By Seán Mac Fhearraigh

c-Myc and Cancer

The deregulation of proto-oncogene MYC plays a key role in human oncogenesis. Unlike other proto-oncogenes, whose activity is due to mutation or truncation, MYC becomes deregulated due to loss of transcriptional control leading to protein over-expression.

For example, in human Burkitt's lymphoma, translocation of the MYC gene into the immunoglobulin heavy or light chain loci results in c-Myc the over-expression.

Amplification of the MYC gene is also found in a number of human epithelial tumors and large diffuse B-cell lymphomas, where it directly correlates with poor prognosis.


c-Myc phosphorylation and degradation

The c-Myc protein is expressed at low levels in proliferating cells with an extremely short half-life of 30 minutes, after when it is degraded via the ubiquitin proteasome pathway.

Upon serum stimulation, Ras mediates the stabilization of c-Myc by promoting its phosphorylation by ERK on Ser 62. This triggers subsequent phosphorylation of Thr 58 by GSK3 resulting in the destabilization of c-Myc.

Once phosphorylated, c-Myc becomes ubiquitinated by the E3-ligases Fbw7 and Skp2 resulting in its proteasomal degradation.

========================================================================

_WORK ORDER 1_
In the c-Myc text, how long is the half-life of the c-Myc protein in proliferating cells?
_WORK ORDER 2_
Write a continuation of the c-Myc text, starting after its final sentence.

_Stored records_
========================================================================

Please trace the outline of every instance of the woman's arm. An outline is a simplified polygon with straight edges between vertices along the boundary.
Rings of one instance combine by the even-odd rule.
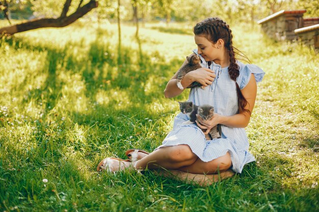
[[[257,83],[253,74],[252,74],[248,84],[242,90],[242,93],[248,102],[245,109],[249,110],[251,113],[255,105],[257,95]],[[243,111],[240,111],[238,114],[229,116],[215,113],[212,118],[207,121],[205,121],[198,116],[200,123],[197,121],[196,123],[200,128],[207,130],[210,130],[219,124],[230,127],[244,128],[248,125],[250,116],[251,115],[249,113]],[[207,130],[206,133],[208,133],[208,132],[209,130]]]
[[[182,66],[187,64],[187,60],[185,59]],[[172,79],[169,81],[165,90],[164,90],[164,95],[167,98],[176,97],[181,94],[183,91],[183,90],[181,90],[177,87],[176,83],[177,72],[176,72],[173,77],[172,77]],[[188,87],[195,81],[206,86],[211,84],[216,76],[215,72],[210,69],[206,68],[201,68],[186,74],[183,77],[181,83],[183,87]]]

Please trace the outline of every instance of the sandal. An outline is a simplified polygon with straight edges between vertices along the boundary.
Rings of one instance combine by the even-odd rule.
[[[128,160],[129,160],[130,161],[137,161],[142,159],[141,158],[138,157],[138,153],[144,153],[146,155],[149,154],[149,153],[147,152],[144,151],[142,149],[131,149],[125,152],[125,155],[127,156],[127,158],[128,158]]]
[[[123,170],[126,168],[126,166],[122,163],[121,161],[131,162],[129,160],[123,160],[116,158],[107,158],[101,162],[97,165],[96,170],[97,171],[107,170],[109,172],[115,172],[116,171]],[[121,166],[123,165],[123,166]]]

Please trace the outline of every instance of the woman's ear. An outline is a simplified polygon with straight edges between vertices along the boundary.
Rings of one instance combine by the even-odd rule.
[[[223,46],[224,46],[225,42],[224,42],[224,40],[219,39],[217,40],[216,42],[216,44],[217,44],[217,48],[220,48]]]

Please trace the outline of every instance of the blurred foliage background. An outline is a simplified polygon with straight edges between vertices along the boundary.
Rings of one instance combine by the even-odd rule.
[[[78,1],[72,2],[69,13],[74,12]],[[83,1],[83,4],[88,0]],[[12,19],[58,17],[65,0],[0,0],[3,10],[8,5]],[[254,22],[281,10],[306,9],[305,17],[319,16],[319,4],[312,0],[111,0],[98,1],[99,7],[87,15],[97,20],[112,22],[117,18],[120,5],[120,18],[124,21],[134,19],[135,15],[142,23],[163,20],[196,21],[207,17],[218,16],[230,23]],[[135,13],[135,11],[136,12]],[[0,13],[0,19],[5,18]]]

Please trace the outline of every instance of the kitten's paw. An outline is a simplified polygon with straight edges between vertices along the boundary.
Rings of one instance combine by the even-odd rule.
[[[183,87],[183,86],[181,85],[181,83],[180,83],[180,82],[177,82],[177,87],[178,87],[178,88],[180,89],[181,90],[184,89],[184,87]]]
[[[190,125],[191,124],[194,124],[190,120],[187,120],[186,122],[183,122],[183,125]]]

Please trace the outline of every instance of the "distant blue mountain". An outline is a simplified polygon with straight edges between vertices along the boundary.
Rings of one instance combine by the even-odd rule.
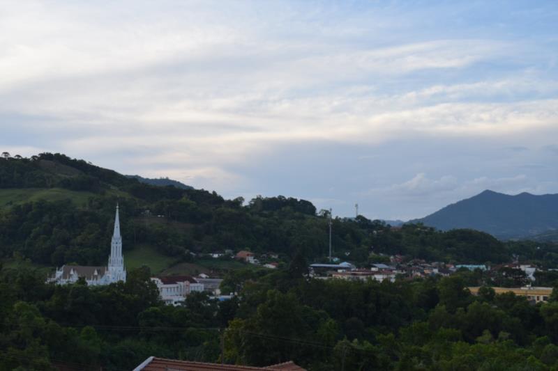
[[[184,183],[179,182],[178,180],[173,180],[172,179],[169,179],[168,177],[160,177],[156,179],[151,179],[149,177],[140,177],[140,175],[126,175],[126,176],[128,177],[133,177],[137,179],[142,183],[145,183],[147,184],[151,184],[159,187],[173,186],[176,188],[179,188],[181,189],[194,189],[193,187],[186,185]]]
[[[476,229],[501,239],[552,235],[558,232],[558,194],[510,196],[487,190],[411,221],[442,230]]]

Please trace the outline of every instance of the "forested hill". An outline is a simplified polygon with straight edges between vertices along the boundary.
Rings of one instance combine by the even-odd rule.
[[[472,228],[503,239],[528,237],[558,230],[558,194],[487,190],[414,221],[443,230]]]
[[[171,185],[182,189],[193,189],[194,188],[193,187],[186,185],[184,183],[182,183],[181,182],[179,182],[178,180],[173,180],[172,179],[169,179],[168,177],[149,178],[149,177],[143,177],[140,175],[126,175],[126,176],[128,177],[137,179],[142,183],[146,183],[147,184],[156,185],[160,187],[166,187]]]
[[[215,191],[141,183],[50,153],[0,158],[0,259],[17,253],[50,266],[104,264],[116,202],[129,253],[149,250],[188,262],[193,253],[250,250],[278,253],[286,262],[297,254],[306,261],[324,261],[328,253],[328,213],[305,200],[225,200]],[[553,245],[550,250],[507,246],[472,230],[441,232],[416,224],[393,228],[362,216],[335,218],[332,237],[334,255],[360,267],[385,258],[380,254],[484,263],[508,261],[512,253],[541,259],[556,250]],[[558,263],[558,253],[546,262],[555,260]]]

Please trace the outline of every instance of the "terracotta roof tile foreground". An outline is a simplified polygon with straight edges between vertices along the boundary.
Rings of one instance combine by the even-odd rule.
[[[143,363],[134,369],[134,371],[242,371],[243,370],[264,370],[277,371],[306,371],[292,361],[278,363],[267,367],[239,366],[236,365],[221,365],[220,363],[206,363],[178,361],[156,357],[149,357]]]

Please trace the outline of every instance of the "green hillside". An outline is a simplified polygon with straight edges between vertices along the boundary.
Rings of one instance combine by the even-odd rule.
[[[0,258],[17,253],[43,265],[105,264],[118,203],[130,267],[146,265],[156,272],[176,273],[246,267],[200,258],[225,249],[273,252],[287,263],[295,255],[326,260],[329,215],[305,200],[225,200],[214,191],[141,183],[59,154],[0,159]],[[392,228],[362,216],[334,219],[332,244],[334,256],[361,267],[377,254],[463,263],[511,258],[506,244],[476,230],[442,232],[420,224]],[[555,250],[544,245],[543,251]],[[529,250],[525,258],[539,255]],[[558,262],[558,254],[549,256]]]
[[[60,201],[66,199],[70,200],[79,207],[84,207],[87,204],[87,200],[94,196],[95,194],[92,192],[80,192],[62,188],[0,189],[0,209],[39,200]]]

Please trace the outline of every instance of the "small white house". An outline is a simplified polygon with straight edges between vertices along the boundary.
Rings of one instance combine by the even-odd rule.
[[[190,293],[204,291],[203,283],[198,283],[190,276],[153,277],[151,281],[157,285],[159,295],[165,304],[177,306],[183,303]]]

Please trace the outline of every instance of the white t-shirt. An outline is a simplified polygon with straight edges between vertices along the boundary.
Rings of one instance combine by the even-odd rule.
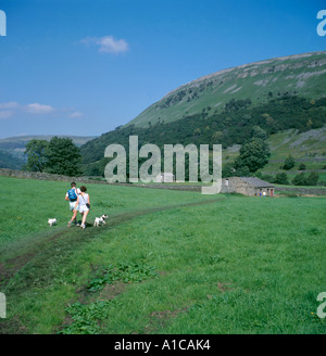
[[[88,194],[85,193],[84,195],[78,195],[79,201],[79,212],[83,213],[85,211],[88,211],[88,207],[86,206],[87,203],[89,203]]]

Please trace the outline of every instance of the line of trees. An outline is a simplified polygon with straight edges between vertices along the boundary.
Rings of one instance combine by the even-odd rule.
[[[53,137],[50,141],[30,140],[24,169],[57,175],[78,176],[83,173],[80,150],[70,138]]]

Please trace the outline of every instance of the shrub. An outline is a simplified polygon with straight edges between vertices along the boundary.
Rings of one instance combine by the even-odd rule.
[[[293,168],[296,165],[296,161],[291,155],[288,155],[284,162],[283,169],[289,170]]]
[[[288,185],[289,183],[288,175],[284,171],[278,173],[275,177],[274,182],[277,183],[277,185]]]

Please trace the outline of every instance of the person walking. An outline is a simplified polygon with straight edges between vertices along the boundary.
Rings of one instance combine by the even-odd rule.
[[[76,187],[76,183],[74,181],[71,183],[71,187],[72,188],[66,192],[65,198],[64,198],[66,201],[70,202],[70,209],[73,212],[73,216],[67,224],[68,228],[72,226],[73,223],[75,223],[75,225],[78,226],[78,224],[77,224],[78,208],[75,209],[75,205],[76,205],[78,195],[80,194],[80,189]]]
[[[80,187],[80,194],[77,198],[77,202],[75,203],[75,209],[79,209],[79,213],[82,214],[82,229],[86,228],[86,218],[90,209],[90,201],[89,201],[89,194],[86,193],[87,188],[85,186]]]

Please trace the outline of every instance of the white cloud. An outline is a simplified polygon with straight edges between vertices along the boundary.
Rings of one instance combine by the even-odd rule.
[[[42,105],[38,103],[26,105],[26,111],[30,114],[49,114],[54,111],[50,105]]]
[[[0,111],[0,119],[1,118],[9,118],[11,116],[13,116],[14,112],[11,110],[4,110],[4,111]]]
[[[70,117],[72,117],[72,118],[76,118],[76,117],[80,117],[80,116],[83,116],[83,114],[79,112],[74,112],[74,113],[70,114]]]
[[[95,43],[99,46],[99,52],[123,53],[129,50],[129,44],[124,39],[114,39],[113,36],[104,37],[86,37],[82,43]]]
[[[0,110],[1,109],[16,109],[16,107],[20,107],[20,104],[16,103],[15,101],[0,104]]]

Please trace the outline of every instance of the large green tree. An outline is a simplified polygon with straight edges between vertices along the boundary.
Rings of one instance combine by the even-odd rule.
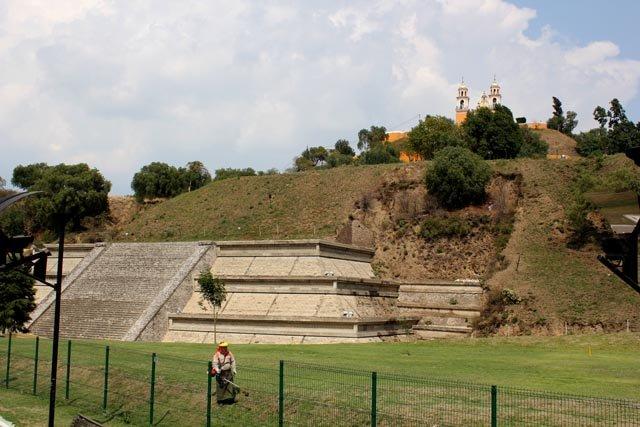
[[[371,150],[384,144],[387,140],[387,128],[384,126],[371,126],[369,129],[361,129],[358,132],[358,150]]]
[[[573,130],[578,126],[578,113],[575,111],[567,111],[567,114],[564,114],[562,110],[562,102],[560,99],[553,98],[553,113],[549,120],[547,120],[547,127],[549,129],[555,129],[559,132],[562,132],[567,135],[571,135]]]
[[[462,129],[468,137],[468,147],[484,159],[514,158],[523,143],[520,127],[504,105],[470,111]]]
[[[453,120],[427,116],[408,135],[408,146],[423,159],[432,159],[436,151],[448,146],[464,146],[464,133]]]
[[[175,166],[152,162],[133,176],[131,189],[139,202],[156,197],[174,197],[186,190],[185,176]]]
[[[593,119],[599,127],[576,136],[579,154],[615,154],[640,145],[640,123],[634,124],[627,117],[617,98],[611,100],[609,109],[597,106],[593,110]]]
[[[198,160],[187,163],[183,173],[187,183],[187,191],[196,190],[211,182],[209,170]]]
[[[0,331],[24,331],[35,308],[33,279],[17,271],[0,273]]]
[[[463,147],[438,151],[425,175],[429,193],[449,209],[482,202],[490,179],[489,164]]]
[[[56,231],[61,215],[72,229],[78,230],[83,218],[109,210],[111,183],[100,171],[85,163],[19,165],[13,170],[11,182],[24,190],[45,194],[45,197],[32,198],[26,203],[33,231]]]
[[[562,102],[560,99],[553,98],[553,114],[549,120],[547,120],[547,127],[562,132],[564,127],[564,111],[562,110]]]

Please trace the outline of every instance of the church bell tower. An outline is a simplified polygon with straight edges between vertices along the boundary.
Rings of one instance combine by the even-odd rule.
[[[493,83],[491,83],[489,87],[489,99],[491,101],[491,108],[502,104],[502,94],[500,93],[500,85],[496,81],[496,76],[493,76]]]
[[[469,89],[464,84],[464,79],[458,86],[458,96],[456,97],[456,124],[461,124],[467,119],[469,113]]]

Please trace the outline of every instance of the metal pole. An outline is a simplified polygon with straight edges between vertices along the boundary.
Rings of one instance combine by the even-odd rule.
[[[7,388],[9,388],[9,373],[11,369],[11,338],[12,336],[13,335],[11,334],[11,332],[9,332],[9,345],[7,347],[7,375],[5,375],[4,377],[4,385]]]
[[[156,354],[151,355],[151,390],[149,393],[149,425],[153,425],[153,404],[156,395]]]
[[[51,391],[49,392],[49,427],[56,418],[56,383],[58,380],[58,341],[60,339],[60,294],[62,291],[62,259],[64,257],[64,216],[60,219],[58,238],[58,271],[55,283],[55,308],[53,312],[53,345],[51,349]]]
[[[33,394],[38,393],[38,350],[40,347],[40,337],[36,337],[36,354],[33,356]]]
[[[104,390],[102,393],[102,410],[107,410],[107,396],[109,394],[109,346],[104,349]]]
[[[211,427],[211,368],[213,363],[209,361],[207,366],[207,427]]]
[[[280,381],[278,384],[278,426],[284,425],[284,360],[280,361]]]
[[[69,400],[69,378],[71,377],[71,340],[67,341],[67,380],[64,387],[64,398]]]
[[[371,427],[378,424],[378,374],[371,372]]]
[[[498,425],[498,387],[491,386],[491,427]]]

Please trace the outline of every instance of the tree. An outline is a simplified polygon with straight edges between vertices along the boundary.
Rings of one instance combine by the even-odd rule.
[[[328,155],[329,155],[329,152],[327,151],[327,149],[320,146],[309,147],[306,150],[304,150],[301,154],[302,157],[304,157],[305,159],[313,163],[313,166],[318,166],[319,164],[326,161]]]
[[[0,273],[0,331],[23,332],[36,308],[33,279],[10,271]]]
[[[16,187],[25,189],[33,187],[48,167],[49,166],[46,163],[33,163],[26,166],[16,166],[13,169],[11,183]]]
[[[562,126],[562,133],[566,135],[572,135],[573,130],[578,126],[578,113],[575,111],[567,111],[567,116],[564,120],[564,126]]]
[[[361,129],[358,132],[358,150],[371,150],[382,145],[387,140],[387,128],[384,126],[371,126],[368,130]]]
[[[564,113],[562,111],[562,102],[555,96],[553,97],[553,115],[547,120],[547,127],[562,132],[564,128]]]
[[[463,147],[438,151],[425,175],[429,193],[449,209],[482,202],[490,179],[489,164]]]
[[[617,98],[609,103],[609,110],[597,106],[593,118],[600,127],[576,137],[576,149],[581,155],[592,153],[615,154],[640,145],[640,123],[634,124]]]
[[[522,132],[522,145],[518,157],[545,157],[549,152],[549,144],[540,138],[540,135],[527,127],[520,128]]]
[[[575,136],[576,151],[581,156],[604,154],[607,145],[607,130],[604,127],[580,132]]]
[[[511,159],[518,155],[523,136],[513,114],[504,105],[470,111],[462,124],[468,147],[484,159]]]
[[[436,151],[447,146],[464,146],[464,134],[453,120],[444,116],[427,116],[409,132],[409,147],[423,159],[432,159]]]
[[[111,183],[85,163],[19,165],[13,170],[12,182],[24,190],[42,191],[46,195],[26,202],[34,230],[58,231],[62,215],[73,230],[79,230],[83,218],[109,210]]]
[[[306,157],[298,156],[293,160],[294,168],[296,172],[302,172],[309,169],[313,169],[315,166],[313,162]]]
[[[138,202],[156,197],[174,197],[186,189],[184,173],[175,166],[152,162],[133,176],[131,189]]]
[[[595,110],[593,110],[593,119],[600,124],[602,129],[604,129],[607,125],[607,121],[609,120],[607,110],[598,105]]]
[[[356,155],[356,152],[353,151],[353,148],[351,148],[351,145],[349,145],[349,141],[347,141],[346,139],[337,140],[333,151],[336,151],[338,154],[342,154],[344,156],[353,157]]]
[[[213,309],[213,342],[217,343],[218,314],[222,303],[227,299],[227,289],[222,279],[213,277],[213,274],[208,270],[200,273],[198,276],[198,285],[200,285],[202,299],[208,302]],[[200,303],[202,304],[202,301]]]
[[[187,182],[187,191],[196,190],[211,182],[209,170],[198,160],[187,163],[184,174]]]
[[[234,168],[223,168],[216,169],[216,177],[214,181],[221,181],[223,179],[229,178],[240,178],[241,176],[256,176],[256,171],[253,168],[245,168],[245,169],[234,169]]]

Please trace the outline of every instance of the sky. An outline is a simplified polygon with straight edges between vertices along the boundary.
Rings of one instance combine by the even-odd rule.
[[[453,118],[496,76],[515,116],[551,97],[595,127],[640,120],[640,2],[591,0],[0,1],[0,177],[88,163],[130,194],[153,161],[291,166],[358,130]]]

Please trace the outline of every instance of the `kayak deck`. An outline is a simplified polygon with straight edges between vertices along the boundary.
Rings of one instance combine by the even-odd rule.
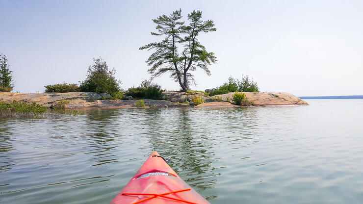
[[[185,183],[156,152],[110,204],[210,204]]]

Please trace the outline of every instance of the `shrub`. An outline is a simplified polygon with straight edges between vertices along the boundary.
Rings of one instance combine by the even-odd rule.
[[[245,97],[246,95],[245,94],[241,94],[236,92],[233,95],[233,96],[232,96],[232,101],[233,101],[236,104],[241,105],[242,104],[242,101],[244,100]]]
[[[121,82],[115,77],[116,70],[109,70],[106,62],[101,57],[93,58],[93,61],[95,64],[88,67],[86,80],[80,83],[80,90],[110,95],[120,92]]]
[[[35,102],[27,103],[15,101],[11,102],[0,102],[0,117],[39,117],[44,116],[47,109]]]
[[[259,92],[259,89],[257,86],[257,83],[253,79],[250,79],[248,75],[246,76],[242,76],[240,81],[238,81],[238,91],[243,92]]]
[[[186,92],[189,93],[194,93],[194,94],[202,94],[204,95],[204,96],[208,96],[209,94],[210,94],[210,93],[205,92],[204,91],[203,91],[188,90],[188,91],[186,91]]]
[[[223,101],[222,99],[222,97],[221,97],[219,96],[214,96],[213,97],[212,97],[211,99],[217,102],[221,102]]]
[[[210,93],[210,96],[227,94],[230,92],[235,92],[238,91],[238,80],[236,80],[233,77],[230,76],[228,78],[228,81],[225,82],[222,86],[212,91]]]
[[[9,69],[6,56],[0,53],[0,91],[10,92],[14,86],[11,73]]]
[[[136,99],[161,99],[163,91],[159,85],[144,80],[138,87],[129,88],[126,95]]]
[[[143,99],[145,98],[145,90],[144,88],[140,87],[130,88],[126,92],[126,95],[136,99]]]
[[[44,86],[46,92],[72,92],[79,91],[79,87],[77,84],[66,83]]]
[[[136,106],[138,107],[144,107],[145,106],[145,102],[144,100],[139,100],[136,102]]]
[[[66,105],[69,104],[69,100],[59,100],[55,105],[55,109],[64,110],[66,108]]]
[[[212,92],[210,93],[209,94],[209,96],[214,96],[214,95],[217,95],[219,94],[228,94],[230,93],[230,91],[226,89],[216,89],[214,91],[213,91]]]
[[[145,97],[150,99],[160,99],[162,98],[161,87],[156,83],[150,84],[145,91]]]
[[[211,92],[210,96],[235,92],[259,92],[259,89],[257,83],[250,79],[248,75],[246,76],[242,75],[240,81],[230,76],[228,78],[228,81]]]
[[[121,91],[118,91],[117,92],[114,92],[111,94],[112,97],[111,99],[124,99],[124,93]]]
[[[0,92],[10,92],[12,90],[13,90],[13,88],[11,87],[4,87],[0,86]]]
[[[202,96],[201,94],[199,96],[194,96],[192,97],[192,101],[195,103],[196,105],[199,105],[201,103],[204,102],[203,100],[203,97]]]
[[[236,105],[249,105],[253,104],[253,102],[248,101],[244,93],[235,93],[232,96],[232,101]]]

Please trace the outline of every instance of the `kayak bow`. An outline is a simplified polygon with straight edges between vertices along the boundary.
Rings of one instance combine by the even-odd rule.
[[[179,177],[156,152],[110,204],[210,204]]]

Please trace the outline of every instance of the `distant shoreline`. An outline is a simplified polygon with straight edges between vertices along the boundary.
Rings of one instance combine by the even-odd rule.
[[[301,99],[363,99],[363,95],[330,96],[301,96]]]

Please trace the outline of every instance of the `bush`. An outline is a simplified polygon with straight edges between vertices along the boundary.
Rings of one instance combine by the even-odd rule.
[[[151,84],[146,88],[145,97],[146,99],[161,99],[162,98],[161,87],[156,83]]]
[[[132,96],[132,98],[136,99],[145,98],[145,89],[142,87],[132,87],[128,90],[126,95],[128,96]]]
[[[60,110],[64,110],[66,108],[66,105],[69,104],[69,100],[59,100],[55,105],[55,108]]]
[[[136,106],[138,107],[144,107],[145,106],[145,102],[144,100],[139,100],[136,102]]]
[[[163,91],[159,85],[144,80],[138,87],[129,88],[126,95],[136,99],[161,99]]]
[[[35,102],[27,103],[15,101],[11,102],[0,102],[0,117],[38,117],[44,116],[48,109]]]
[[[72,92],[79,91],[79,87],[77,84],[65,83],[44,86],[46,92]]]
[[[10,92],[12,90],[13,90],[12,87],[4,87],[0,86],[0,92]]]
[[[217,95],[218,94],[224,94],[230,93],[230,91],[226,89],[216,89],[210,93],[209,96]]]
[[[241,105],[242,101],[245,99],[246,95],[244,93],[235,93],[232,96],[232,100],[236,105]]]
[[[257,83],[250,79],[248,75],[246,76],[242,75],[240,81],[230,76],[228,78],[228,81],[225,82],[210,93],[210,96],[235,92],[259,92],[259,89],[257,86]]]
[[[11,76],[13,71],[10,70],[9,67],[6,56],[0,53],[0,91],[10,92],[13,90],[14,81]]]
[[[124,93],[121,92],[121,91],[118,91],[117,92],[114,92],[111,94],[111,96],[112,97],[111,99],[124,99]]]
[[[219,96],[214,96],[211,98],[212,100],[217,101],[217,102],[221,102],[223,101],[223,99],[222,99],[222,97],[221,97]]]
[[[253,79],[250,79],[248,75],[246,76],[242,76],[240,81],[238,81],[238,91],[243,92],[259,92],[259,89],[257,83]]]
[[[249,105],[253,104],[253,102],[248,101],[248,99],[246,97],[246,95],[243,93],[235,93],[232,96],[232,101],[236,105]]]
[[[106,62],[101,57],[93,58],[95,64],[88,67],[86,80],[80,83],[79,89],[81,91],[96,93],[107,93],[112,95],[121,91],[121,81],[115,77],[116,70],[108,70]]]
[[[192,97],[192,101],[195,103],[196,105],[204,102],[203,97],[202,96],[202,94],[201,94],[199,96],[194,96]]]

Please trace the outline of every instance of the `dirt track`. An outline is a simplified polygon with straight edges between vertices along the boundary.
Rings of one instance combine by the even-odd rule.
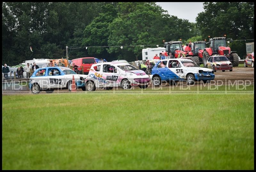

========================================================================

_REPLY 1_
30 minutes.

_REPLY 2_
Structure and function

The c-Myc protein contains an unstructured N-terminal transcriptional regulatory domain, which contains the conserved Myc boxes I to IV, and a nuclear targeting sequence. Its C-terminus contains the bHLH-Zip domain which remains partially unstructured until it dimerizes with MAX.

Once c-Myc and MAX heterodimerize they bind DNA through the E-Box motif (5’-CACGTG -3’) and facilitate transcription by bending DNA. The N-terminal domain of c-Myc has been shown to form complexes with transcription factors including TRRAP, GCN5 and TBP.

When bound to DNA, heterodimerized Myc-Max recruit chromatin modifying complexes including histone acetylases.

Myc is also found to be involved in transcriptional inhibition, and in the absence of TGF-β inhibits CDK2NB (p15INK4b) by binding to and displacing Miz-1 cofactors. c-Myc can also inhibit gene expression through the activation of the miRNA cluster miR17-92, which mediates E2F1 attenuation and targets the TGF-β signaling pathway.